-- Start DATA IN THIS EXERCISE --

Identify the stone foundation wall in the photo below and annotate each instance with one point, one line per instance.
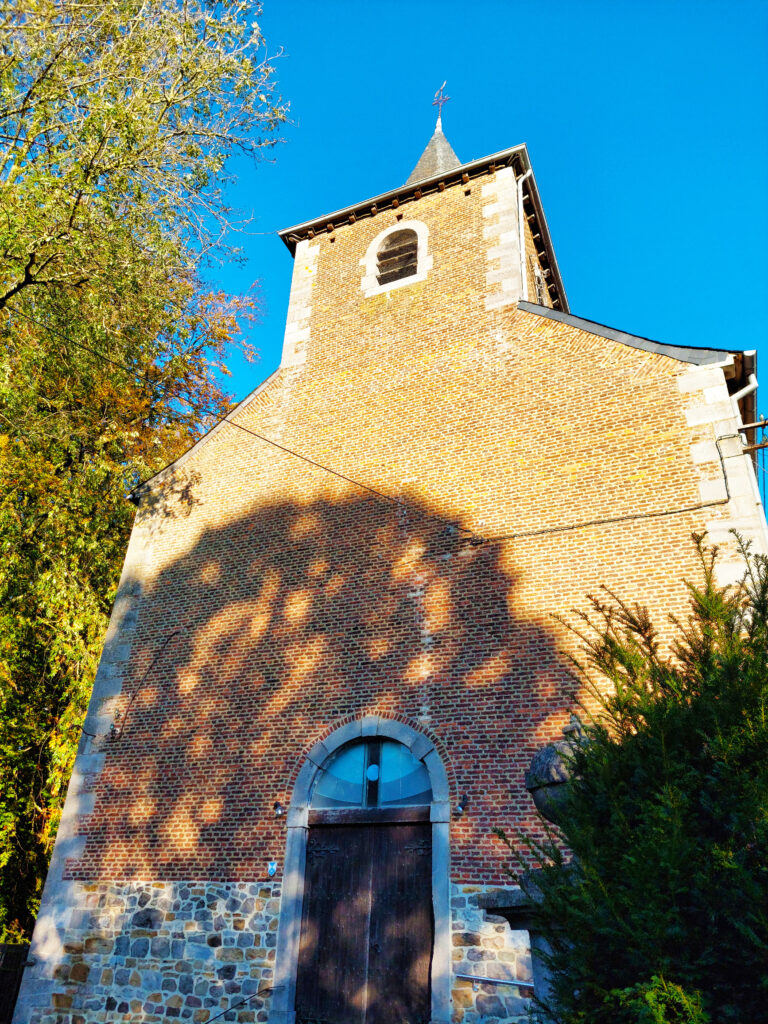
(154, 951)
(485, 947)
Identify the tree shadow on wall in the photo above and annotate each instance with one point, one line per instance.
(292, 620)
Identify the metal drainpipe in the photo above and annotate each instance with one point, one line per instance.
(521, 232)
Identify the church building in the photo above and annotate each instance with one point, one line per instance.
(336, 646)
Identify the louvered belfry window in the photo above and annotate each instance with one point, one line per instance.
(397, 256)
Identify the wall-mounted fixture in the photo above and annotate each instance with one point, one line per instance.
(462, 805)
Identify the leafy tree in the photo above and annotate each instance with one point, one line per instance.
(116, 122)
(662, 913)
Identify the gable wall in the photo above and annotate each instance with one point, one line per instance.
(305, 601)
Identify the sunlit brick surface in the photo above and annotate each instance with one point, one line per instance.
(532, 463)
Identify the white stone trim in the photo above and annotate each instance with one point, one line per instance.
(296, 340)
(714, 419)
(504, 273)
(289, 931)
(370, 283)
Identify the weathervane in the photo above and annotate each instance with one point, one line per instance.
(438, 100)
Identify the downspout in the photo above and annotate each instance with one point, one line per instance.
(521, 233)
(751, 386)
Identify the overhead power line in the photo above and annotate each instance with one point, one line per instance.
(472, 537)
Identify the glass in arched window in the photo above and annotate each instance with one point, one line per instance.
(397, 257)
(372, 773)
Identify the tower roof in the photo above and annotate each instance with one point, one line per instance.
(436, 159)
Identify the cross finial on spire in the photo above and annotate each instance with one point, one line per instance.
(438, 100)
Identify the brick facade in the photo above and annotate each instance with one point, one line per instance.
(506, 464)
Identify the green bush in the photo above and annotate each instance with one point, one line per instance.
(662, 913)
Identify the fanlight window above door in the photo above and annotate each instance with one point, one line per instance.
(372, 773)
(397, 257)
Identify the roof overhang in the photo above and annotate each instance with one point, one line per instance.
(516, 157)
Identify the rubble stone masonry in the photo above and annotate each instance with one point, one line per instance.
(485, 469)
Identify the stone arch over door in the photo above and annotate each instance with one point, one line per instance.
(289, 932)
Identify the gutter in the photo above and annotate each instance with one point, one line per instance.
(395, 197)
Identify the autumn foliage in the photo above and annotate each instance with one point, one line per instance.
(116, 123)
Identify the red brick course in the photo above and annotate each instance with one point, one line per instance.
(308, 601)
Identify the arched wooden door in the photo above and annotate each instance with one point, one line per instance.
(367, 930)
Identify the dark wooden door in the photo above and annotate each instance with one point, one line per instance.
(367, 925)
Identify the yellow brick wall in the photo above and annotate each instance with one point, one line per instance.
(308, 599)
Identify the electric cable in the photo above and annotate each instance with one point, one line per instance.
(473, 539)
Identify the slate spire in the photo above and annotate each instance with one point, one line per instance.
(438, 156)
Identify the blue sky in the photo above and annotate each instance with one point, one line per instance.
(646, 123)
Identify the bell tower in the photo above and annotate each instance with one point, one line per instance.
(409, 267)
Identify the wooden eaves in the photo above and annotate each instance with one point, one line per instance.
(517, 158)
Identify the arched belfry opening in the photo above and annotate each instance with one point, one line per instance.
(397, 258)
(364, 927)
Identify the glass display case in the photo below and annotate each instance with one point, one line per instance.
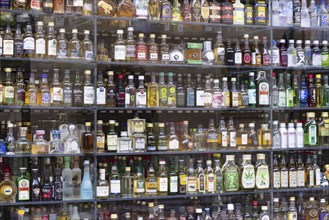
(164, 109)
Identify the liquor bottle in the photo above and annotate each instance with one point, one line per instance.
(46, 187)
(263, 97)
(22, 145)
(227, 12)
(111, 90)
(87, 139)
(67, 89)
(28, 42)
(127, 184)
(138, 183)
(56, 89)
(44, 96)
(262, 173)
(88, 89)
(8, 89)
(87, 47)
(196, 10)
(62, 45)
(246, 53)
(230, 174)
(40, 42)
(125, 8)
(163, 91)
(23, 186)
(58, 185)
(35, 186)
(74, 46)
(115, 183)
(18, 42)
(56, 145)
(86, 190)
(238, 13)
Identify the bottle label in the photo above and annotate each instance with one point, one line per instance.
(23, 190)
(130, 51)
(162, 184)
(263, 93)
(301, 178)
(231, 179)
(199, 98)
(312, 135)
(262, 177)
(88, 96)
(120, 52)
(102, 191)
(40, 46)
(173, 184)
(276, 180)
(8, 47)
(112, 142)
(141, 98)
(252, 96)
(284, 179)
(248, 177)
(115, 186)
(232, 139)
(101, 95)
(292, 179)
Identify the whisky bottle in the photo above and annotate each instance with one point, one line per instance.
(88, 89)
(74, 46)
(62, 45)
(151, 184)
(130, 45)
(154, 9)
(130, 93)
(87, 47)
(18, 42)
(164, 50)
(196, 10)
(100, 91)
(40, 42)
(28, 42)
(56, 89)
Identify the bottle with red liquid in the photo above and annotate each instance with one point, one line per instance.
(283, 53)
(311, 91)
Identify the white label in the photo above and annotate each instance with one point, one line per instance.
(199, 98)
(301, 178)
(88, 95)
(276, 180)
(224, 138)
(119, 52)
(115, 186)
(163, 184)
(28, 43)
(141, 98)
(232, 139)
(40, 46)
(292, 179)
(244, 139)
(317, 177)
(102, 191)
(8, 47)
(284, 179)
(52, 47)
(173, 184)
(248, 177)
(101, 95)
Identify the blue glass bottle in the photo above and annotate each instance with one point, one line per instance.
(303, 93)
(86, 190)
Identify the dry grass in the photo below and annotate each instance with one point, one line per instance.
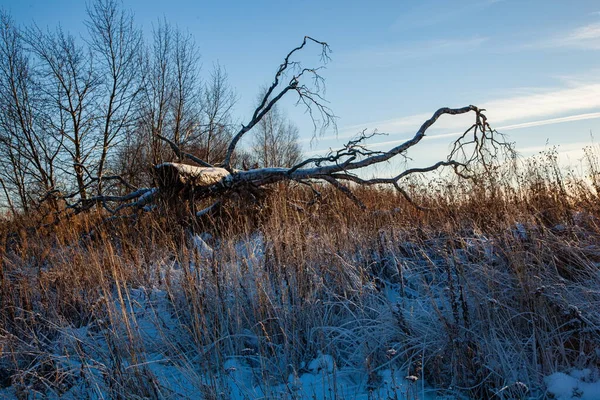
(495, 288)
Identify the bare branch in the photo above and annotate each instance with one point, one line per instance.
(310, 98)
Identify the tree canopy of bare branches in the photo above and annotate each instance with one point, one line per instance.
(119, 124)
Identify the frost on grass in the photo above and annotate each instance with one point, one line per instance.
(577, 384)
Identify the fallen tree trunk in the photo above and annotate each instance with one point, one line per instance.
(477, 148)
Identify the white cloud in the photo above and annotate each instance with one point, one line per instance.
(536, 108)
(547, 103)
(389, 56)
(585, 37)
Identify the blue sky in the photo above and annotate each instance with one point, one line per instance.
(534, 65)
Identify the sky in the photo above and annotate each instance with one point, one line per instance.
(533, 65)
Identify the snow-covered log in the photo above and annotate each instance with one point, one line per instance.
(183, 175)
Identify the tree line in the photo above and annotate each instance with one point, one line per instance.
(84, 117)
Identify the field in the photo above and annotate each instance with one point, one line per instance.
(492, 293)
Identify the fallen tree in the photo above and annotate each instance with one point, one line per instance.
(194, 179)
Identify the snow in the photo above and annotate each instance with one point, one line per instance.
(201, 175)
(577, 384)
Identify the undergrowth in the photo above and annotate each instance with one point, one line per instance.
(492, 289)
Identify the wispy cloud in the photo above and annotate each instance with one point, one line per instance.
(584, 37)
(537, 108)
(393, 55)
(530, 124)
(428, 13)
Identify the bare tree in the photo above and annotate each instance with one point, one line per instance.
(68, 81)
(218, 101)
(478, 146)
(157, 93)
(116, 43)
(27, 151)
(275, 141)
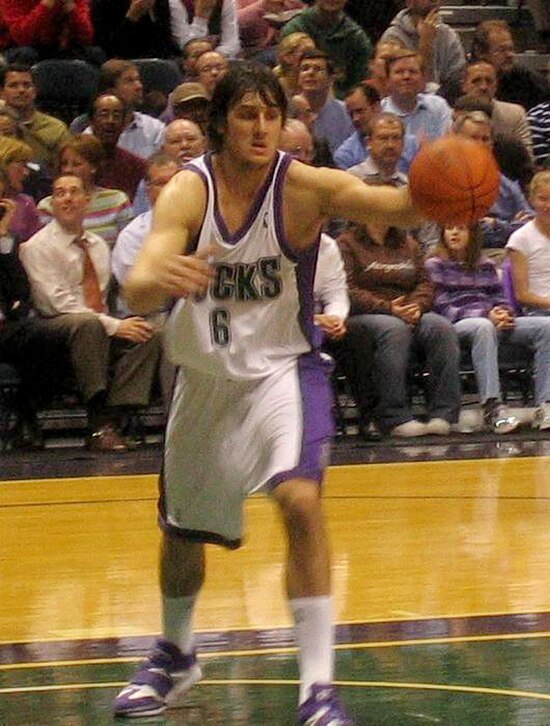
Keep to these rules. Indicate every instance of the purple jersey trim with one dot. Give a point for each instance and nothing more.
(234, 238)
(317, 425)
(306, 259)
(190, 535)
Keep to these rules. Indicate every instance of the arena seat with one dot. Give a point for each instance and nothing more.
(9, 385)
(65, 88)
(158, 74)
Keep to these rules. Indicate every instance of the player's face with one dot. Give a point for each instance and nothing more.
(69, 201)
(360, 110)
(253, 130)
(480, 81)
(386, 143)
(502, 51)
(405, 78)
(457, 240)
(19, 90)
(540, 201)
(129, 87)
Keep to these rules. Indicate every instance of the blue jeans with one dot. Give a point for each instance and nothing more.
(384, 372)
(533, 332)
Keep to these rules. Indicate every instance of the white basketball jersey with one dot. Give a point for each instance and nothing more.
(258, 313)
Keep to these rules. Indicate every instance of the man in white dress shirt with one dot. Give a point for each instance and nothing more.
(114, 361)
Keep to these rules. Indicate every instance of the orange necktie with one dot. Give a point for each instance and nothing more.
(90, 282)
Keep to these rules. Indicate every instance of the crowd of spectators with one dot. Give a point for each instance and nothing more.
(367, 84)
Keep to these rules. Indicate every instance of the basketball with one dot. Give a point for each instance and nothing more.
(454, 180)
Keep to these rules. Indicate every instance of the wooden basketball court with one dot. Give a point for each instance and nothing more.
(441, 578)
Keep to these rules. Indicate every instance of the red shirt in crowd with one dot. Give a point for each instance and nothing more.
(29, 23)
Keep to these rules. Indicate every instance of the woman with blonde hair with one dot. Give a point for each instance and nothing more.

-- End DATA IN THIS EXERCISE --
-- Start DATA IN THIS EXERCISE --

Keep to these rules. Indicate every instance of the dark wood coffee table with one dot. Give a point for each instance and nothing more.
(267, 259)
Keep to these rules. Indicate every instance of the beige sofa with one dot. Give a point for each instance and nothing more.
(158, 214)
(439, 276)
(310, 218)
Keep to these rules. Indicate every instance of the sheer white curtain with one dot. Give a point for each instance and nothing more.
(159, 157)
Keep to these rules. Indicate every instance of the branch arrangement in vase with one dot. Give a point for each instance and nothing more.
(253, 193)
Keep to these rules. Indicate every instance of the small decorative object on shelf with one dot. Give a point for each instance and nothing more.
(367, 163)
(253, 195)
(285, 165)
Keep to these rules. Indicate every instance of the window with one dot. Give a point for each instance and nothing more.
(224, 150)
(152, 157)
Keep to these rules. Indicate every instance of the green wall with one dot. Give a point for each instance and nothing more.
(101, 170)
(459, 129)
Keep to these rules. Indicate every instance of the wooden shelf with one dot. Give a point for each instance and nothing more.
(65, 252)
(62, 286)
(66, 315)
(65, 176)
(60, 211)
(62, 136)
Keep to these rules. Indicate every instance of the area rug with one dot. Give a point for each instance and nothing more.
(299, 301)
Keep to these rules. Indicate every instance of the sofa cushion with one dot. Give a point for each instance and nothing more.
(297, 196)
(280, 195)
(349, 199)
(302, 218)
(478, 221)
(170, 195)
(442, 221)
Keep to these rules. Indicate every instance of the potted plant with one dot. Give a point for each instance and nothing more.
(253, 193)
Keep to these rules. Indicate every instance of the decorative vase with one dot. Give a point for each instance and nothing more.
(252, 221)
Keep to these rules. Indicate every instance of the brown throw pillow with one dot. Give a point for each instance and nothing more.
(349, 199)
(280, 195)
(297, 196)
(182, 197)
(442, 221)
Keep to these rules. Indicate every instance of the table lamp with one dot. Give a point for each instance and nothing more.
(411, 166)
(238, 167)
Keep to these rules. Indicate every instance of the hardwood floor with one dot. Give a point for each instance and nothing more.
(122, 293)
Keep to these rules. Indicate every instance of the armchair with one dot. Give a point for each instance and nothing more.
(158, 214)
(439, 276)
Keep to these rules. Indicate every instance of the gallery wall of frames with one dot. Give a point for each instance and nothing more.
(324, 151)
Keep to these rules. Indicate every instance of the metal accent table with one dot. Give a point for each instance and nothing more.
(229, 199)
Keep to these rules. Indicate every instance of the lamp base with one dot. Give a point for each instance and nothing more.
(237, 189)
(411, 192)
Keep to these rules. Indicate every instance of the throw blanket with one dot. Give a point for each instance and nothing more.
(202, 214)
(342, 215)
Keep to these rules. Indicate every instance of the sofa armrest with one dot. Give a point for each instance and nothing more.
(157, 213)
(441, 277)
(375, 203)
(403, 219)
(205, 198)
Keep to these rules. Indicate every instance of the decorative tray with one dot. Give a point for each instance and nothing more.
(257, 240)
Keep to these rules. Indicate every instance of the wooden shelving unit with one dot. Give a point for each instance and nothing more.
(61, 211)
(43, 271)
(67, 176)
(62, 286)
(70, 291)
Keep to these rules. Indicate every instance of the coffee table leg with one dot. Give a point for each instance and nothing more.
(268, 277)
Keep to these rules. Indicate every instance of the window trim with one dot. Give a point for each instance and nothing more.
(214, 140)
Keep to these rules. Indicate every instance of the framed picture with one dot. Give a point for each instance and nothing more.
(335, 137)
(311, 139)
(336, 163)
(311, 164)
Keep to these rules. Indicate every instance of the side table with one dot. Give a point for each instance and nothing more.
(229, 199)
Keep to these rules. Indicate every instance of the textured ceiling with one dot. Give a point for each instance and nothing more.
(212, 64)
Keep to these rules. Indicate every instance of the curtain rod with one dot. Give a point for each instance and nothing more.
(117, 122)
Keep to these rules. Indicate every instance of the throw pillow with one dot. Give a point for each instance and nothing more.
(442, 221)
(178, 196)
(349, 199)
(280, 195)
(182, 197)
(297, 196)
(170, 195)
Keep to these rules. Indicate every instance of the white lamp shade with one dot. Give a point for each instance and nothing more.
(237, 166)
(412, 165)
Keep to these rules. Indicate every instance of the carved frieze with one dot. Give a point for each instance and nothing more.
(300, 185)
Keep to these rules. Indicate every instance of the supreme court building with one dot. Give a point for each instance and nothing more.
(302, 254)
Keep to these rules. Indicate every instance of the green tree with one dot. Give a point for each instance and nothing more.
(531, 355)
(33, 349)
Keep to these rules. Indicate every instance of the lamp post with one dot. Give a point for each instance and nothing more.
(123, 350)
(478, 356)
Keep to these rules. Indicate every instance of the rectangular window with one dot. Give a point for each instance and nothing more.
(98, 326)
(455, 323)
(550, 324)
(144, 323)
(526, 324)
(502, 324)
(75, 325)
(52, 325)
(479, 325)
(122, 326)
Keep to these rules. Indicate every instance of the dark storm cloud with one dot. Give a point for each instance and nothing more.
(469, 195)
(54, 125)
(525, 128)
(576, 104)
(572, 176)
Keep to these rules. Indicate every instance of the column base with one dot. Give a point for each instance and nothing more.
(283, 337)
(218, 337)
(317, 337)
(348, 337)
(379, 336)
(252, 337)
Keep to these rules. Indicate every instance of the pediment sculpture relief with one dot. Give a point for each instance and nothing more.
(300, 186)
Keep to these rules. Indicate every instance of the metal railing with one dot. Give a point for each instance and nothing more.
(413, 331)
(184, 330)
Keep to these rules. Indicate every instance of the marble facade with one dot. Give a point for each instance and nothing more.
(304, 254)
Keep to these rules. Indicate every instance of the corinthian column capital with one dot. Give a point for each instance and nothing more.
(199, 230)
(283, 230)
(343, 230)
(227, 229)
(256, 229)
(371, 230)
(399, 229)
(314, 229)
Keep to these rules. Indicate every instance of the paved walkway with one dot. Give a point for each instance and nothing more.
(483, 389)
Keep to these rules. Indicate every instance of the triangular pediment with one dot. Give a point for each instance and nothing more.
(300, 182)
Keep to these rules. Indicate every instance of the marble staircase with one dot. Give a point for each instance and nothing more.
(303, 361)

-- End DATA IN THIS EXERCISE --

EXERCISE DIRECTIONS => Extract each line from the records above that contains the word "jersey".

SOLUTION =>
Keep to these rules. Indicate every instance of the purple jersey trim with one dot. Give a point for each instance and nothing more.
Keep to these rules. Indicate every instance of the white basketball jersey with one dot. Give a point for each instance and nothing more.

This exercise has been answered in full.